Assignment → Only an exact copy of the records below will serve as the answer.

(Collected data entries)
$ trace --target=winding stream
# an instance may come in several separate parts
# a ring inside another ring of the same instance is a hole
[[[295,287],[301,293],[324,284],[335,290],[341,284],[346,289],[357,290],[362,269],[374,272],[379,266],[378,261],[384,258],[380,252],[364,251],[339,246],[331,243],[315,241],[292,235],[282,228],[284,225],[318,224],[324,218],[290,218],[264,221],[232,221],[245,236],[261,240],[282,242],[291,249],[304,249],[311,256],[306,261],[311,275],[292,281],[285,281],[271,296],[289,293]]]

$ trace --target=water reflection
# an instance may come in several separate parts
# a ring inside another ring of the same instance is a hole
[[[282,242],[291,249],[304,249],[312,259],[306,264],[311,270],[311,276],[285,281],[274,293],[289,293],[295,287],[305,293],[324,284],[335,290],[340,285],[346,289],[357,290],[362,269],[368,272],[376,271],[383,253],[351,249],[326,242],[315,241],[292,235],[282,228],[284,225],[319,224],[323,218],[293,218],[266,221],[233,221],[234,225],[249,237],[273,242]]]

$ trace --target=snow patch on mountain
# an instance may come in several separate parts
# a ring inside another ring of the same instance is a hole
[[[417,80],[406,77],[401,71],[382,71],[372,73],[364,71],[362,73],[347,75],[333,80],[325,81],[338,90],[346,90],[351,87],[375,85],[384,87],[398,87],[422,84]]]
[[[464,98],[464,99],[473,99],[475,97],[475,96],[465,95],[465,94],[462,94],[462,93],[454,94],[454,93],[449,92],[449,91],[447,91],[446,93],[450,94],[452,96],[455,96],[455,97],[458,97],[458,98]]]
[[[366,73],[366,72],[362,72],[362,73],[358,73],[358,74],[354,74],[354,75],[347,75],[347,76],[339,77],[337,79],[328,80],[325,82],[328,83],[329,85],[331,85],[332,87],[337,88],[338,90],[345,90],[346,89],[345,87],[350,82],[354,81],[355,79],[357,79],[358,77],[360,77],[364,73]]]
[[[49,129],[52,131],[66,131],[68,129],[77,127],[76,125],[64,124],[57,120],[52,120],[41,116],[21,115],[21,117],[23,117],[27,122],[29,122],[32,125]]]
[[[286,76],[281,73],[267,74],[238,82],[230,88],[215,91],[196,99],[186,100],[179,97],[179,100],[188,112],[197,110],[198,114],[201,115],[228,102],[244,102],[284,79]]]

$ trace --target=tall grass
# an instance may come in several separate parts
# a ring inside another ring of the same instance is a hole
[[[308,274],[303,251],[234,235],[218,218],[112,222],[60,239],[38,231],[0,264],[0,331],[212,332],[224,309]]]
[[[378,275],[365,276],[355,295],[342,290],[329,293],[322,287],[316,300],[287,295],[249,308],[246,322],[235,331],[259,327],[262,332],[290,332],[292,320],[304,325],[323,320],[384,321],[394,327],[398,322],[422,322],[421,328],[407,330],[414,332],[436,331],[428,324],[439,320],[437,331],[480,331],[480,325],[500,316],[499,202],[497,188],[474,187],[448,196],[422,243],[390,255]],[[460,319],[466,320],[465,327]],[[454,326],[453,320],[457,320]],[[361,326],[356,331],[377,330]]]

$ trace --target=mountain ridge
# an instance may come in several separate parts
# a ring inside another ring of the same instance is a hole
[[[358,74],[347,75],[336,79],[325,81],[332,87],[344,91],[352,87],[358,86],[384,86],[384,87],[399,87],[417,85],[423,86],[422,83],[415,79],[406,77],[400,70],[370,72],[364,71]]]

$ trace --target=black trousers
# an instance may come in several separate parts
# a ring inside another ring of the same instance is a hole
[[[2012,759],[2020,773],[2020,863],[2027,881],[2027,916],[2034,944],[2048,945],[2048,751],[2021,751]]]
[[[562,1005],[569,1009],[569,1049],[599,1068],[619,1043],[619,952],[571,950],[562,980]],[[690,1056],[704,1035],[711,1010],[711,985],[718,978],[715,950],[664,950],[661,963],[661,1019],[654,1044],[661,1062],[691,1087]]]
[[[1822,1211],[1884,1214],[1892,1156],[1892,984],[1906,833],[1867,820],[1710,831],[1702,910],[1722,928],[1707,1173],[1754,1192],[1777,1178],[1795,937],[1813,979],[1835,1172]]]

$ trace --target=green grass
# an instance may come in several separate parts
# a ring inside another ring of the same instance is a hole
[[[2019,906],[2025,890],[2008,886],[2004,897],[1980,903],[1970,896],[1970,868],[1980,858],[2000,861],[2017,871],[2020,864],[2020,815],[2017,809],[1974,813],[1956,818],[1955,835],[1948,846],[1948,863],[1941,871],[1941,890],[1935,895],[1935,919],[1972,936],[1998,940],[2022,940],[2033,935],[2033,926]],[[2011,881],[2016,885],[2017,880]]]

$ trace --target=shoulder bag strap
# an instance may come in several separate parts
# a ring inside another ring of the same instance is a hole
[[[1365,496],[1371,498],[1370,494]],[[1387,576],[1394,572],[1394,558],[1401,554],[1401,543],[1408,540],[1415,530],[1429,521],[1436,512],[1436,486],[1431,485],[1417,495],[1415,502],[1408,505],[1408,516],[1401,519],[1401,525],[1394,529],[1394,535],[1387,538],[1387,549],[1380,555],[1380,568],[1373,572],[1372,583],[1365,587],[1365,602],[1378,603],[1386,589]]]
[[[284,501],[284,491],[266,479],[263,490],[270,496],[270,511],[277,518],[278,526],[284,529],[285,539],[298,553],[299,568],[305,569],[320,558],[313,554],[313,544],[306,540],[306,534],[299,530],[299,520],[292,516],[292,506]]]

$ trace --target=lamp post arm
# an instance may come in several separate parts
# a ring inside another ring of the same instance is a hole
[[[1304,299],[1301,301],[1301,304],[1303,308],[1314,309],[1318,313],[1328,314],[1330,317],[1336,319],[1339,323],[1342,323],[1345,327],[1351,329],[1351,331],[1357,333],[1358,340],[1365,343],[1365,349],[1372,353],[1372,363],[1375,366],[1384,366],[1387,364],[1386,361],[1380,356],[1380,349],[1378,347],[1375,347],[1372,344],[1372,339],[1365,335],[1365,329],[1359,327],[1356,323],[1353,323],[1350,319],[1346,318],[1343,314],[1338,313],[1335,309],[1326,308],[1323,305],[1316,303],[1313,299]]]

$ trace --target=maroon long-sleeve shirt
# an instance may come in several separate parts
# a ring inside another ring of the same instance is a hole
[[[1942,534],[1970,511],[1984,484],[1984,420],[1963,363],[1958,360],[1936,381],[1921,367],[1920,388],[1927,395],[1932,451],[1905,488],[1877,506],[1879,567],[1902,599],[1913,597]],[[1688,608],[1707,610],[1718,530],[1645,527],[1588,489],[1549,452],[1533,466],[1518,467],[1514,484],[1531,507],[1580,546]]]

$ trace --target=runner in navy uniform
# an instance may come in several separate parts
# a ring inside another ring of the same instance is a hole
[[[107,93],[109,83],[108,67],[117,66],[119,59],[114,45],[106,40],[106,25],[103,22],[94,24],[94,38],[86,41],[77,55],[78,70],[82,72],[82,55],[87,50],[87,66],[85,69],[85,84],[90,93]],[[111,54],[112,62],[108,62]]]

Response to the task →
$ trace --target=winding stream
# an instance may come in several separate parts
# a ring inside another ring of the same instance is a hole
[[[295,287],[301,293],[324,284],[335,290],[341,284],[346,289],[357,290],[362,269],[374,272],[379,266],[378,261],[384,258],[380,252],[364,251],[339,246],[331,243],[315,241],[292,235],[282,228],[284,225],[318,224],[324,218],[290,218],[264,221],[232,221],[245,236],[261,240],[282,242],[291,249],[304,249],[311,256],[306,261],[311,275],[292,281],[285,281],[271,296],[289,293]]]

$ trace --target=water reflection
# an instance may come in several separate parts
# a ring inside another ring of the same instance is a hole
[[[282,242],[291,249],[304,249],[312,259],[306,264],[311,270],[311,276],[285,281],[274,293],[289,293],[295,287],[305,293],[324,284],[335,290],[340,285],[346,289],[357,290],[362,269],[368,272],[376,271],[383,253],[351,249],[326,242],[315,241],[292,235],[282,228],[284,225],[319,224],[323,218],[293,218],[266,221],[233,221],[234,225],[249,237],[273,242]]]

$ trace --target=snow patch on mountain
# an instance may come in several separate parts
# a ring inside another ring of the same instance is a hole
[[[417,80],[406,77],[401,71],[382,71],[372,73],[364,71],[362,73],[347,75],[333,80],[325,81],[338,90],[346,90],[351,87],[375,85],[384,87],[398,87],[422,84]]]
[[[464,98],[464,99],[473,99],[475,97],[475,96],[465,95],[465,94],[462,94],[462,93],[454,94],[454,93],[449,92],[449,91],[447,91],[446,93],[450,94],[452,96],[455,96],[455,97],[458,97],[458,98]]]
[[[366,73],[366,72],[362,72],[362,73],[358,73],[358,74],[354,74],[354,75],[347,75],[347,76],[339,77],[337,79],[328,80],[325,82],[328,83],[329,85],[331,85],[332,87],[337,88],[338,90],[345,90],[346,89],[345,87],[350,82],[354,81],[355,79],[357,79],[358,77],[360,77],[364,73]]]
[[[49,129],[52,131],[66,131],[68,129],[77,127],[76,125],[64,124],[57,120],[52,120],[41,116],[21,115],[21,117],[23,117],[27,122],[29,122],[32,125]]]
[[[286,76],[281,73],[267,74],[238,82],[230,88],[215,91],[196,99],[186,100],[179,97],[179,100],[188,112],[197,110],[198,114],[201,115],[228,102],[244,102],[284,79]]]

$ trace --target=tall grass
# an instance may come in several separate parts
# a ring inside another ring of the same instance is a hole
[[[308,274],[303,251],[234,235],[218,218],[112,222],[60,239],[38,231],[0,264],[0,331],[212,332],[224,309]]]
[[[378,275],[365,276],[355,295],[342,290],[329,293],[322,287],[316,300],[287,295],[249,308],[246,322],[235,331],[259,327],[262,332],[290,332],[292,320],[304,325],[323,320],[384,321],[394,327],[398,322],[422,322],[421,328],[407,330],[414,332],[436,331],[428,324],[439,320],[437,331],[480,331],[480,325],[500,316],[499,202],[497,188],[474,187],[448,196],[422,243],[390,255]],[[460,319],[466,320],[465,327]],[[454,326],[453,320],[457,320]],[[361,326],[356,331],[377,330]]]

$ trace --target=mountain ridge
# an instance may come in several separate parts
# a ring inside another ring of the same instance is a hole
[[[358,74],[347,75],[336,79],[325,81],[332,87],[344,91],[352,87],[358,86],[384,86],[384,87],[399,87],[417,85],[423,86],[422,83],[415,79],[406,77],[400,70],[370,72],[364,71]]]

$ trace --target=black trousers
# an instance may come in several separate parts
# a ring inside another ring of the same instance is a hole
[[[2012,759],[2020,773],[2020,863],[2027,881],[2027,916],[2034,944],[2048,945],[2048,751],[2021,751]]]
[[[562,1005],[569,1009],[569,1049],[599,1068],[619,1043],[619,952],[571,950],[562,980]],[[690,1056],[704,1035],[711,1010],[711,985],[718,978],[715,950],[664,950],[661,963],[661,1019],[654,1044],[661,1062],[691,1087]]]
[[[1822,1211],[1884,1214],[1892,1156],[1892,984],[1906,833],[1867,820],[1710,831],[1702,910],[1722,928],[1707,1173],[1754,1192],[1777,1178],[1795,937],[1813,979],[1835,1172]]]

$ trace --target=green grass
# an instance may come in several separate parts
# a ring inside another ring of the same instance is a hole
[[[2019,906],[2025,890],[2008,886],[2004,897],[1980,903],[1970,896],[1970,868],[1980,858],[2000,861],[2017,871],[2020,864],[2020,815],[2017,809],[1974,813],[1956,818],[1955,835],[1948,846],[1948,863],[1941,871],[1941,890],[1935,895],[1935,919],[1972,936],[1998,940],[2022,940],[2033,935],[2033,926]],[[2011,881],[2016,885],[2017,880]]]

$ trace --target=shoulder bag strap
# an instance may come in several separate parts
# a ring inside another ring of the same instance is a hole
[[[1365,496],[1371,498],[1370,494]],[[1387,576],[1394,572],[1394,558],[1401,554],[1401,543],[1408,540],[1415,530],[1429,521],[1436,512],[1436,486],[1431,485],[1417,495],[1415,502],[1408,505],[1408,516],[1401,519],[1401,525],[1394,529],[1394,535],[1387,538],[1387,549],[1380,555],[1380,568],[1373,572],[1372,583],[1365,587],[1365,602],[1378,603],[1386,589]]]
[[[284,501],[284,491],[266,479],[263,490],[270,496],[270,511],[277,518],[278,526],[284,529],[285,539],[298,553],[299,568],[305,569],[320,558],[313,554],[313,544],[306,540],[306,534],[299,530],[299,520],[292,516],[292,506]]]

$ trace --target=lamp post arm
# an instance may come in several separate parts
# a ring inside another ring of the same instance is a hole
[[[1304,299],[1301,301],[1301,304],[1303,308],[1314,309],[1318,313],[1328,314],[1330,317],[1336,319],[1339,323],[1342,323],[1345,327],[1351,329],[1351,331],[1357,333],[1358,340],[1365,343],[1365,349],[1372,353],[1372,363],[1375,366],[1384,366],[1387,364],[1386,361],[1380,356],[1380,349],[1378,347],[1375,347],[1372,344],[1372,339],[1365,335],[1365,329],[1359,327],[1356,323],[1353,323],[1350,319],[1346,318],[1343,314],[1338,313],[1335,309],[1326,308],[1323,305],[1316,303],[1313,299]]]

$ trace --target=maroon long-sleeve shirt
# an instance may come in several separate parts
# a ring inside another ring of the same instance is a hole
[[[1942,534],[1970,511],[1984,484],[1984,420],[1963,363],[1958,360],[1936,381],[1921,367],[1920,388],[1927,395],[1932,451],[1905,488],[1877,506],[1879,567],[1902,599],[1913,597]],[[1688,608],[1707,610],[1718,530],[1645,527],[1588,489],[1549,452],[1533,466],[1518,467],[1514,484],[1531,507],[1580,546]]]

$ trace --target=runner in navy uniform
# an instance may come in several separate parts
# a ring inside another ring of the same instance is a hole
[[[107,93],[109,83],[108,67],[117,66],[119,59],[114,45],[106,40],[106,25],[103,22],[94,24],[94,38],[86,41],[77,55],[78,70],[82,72],[82,55],[87,50],[87,66],[85,69],[85,84],[90,93]],[[111,54],[112,62],[108,62]]]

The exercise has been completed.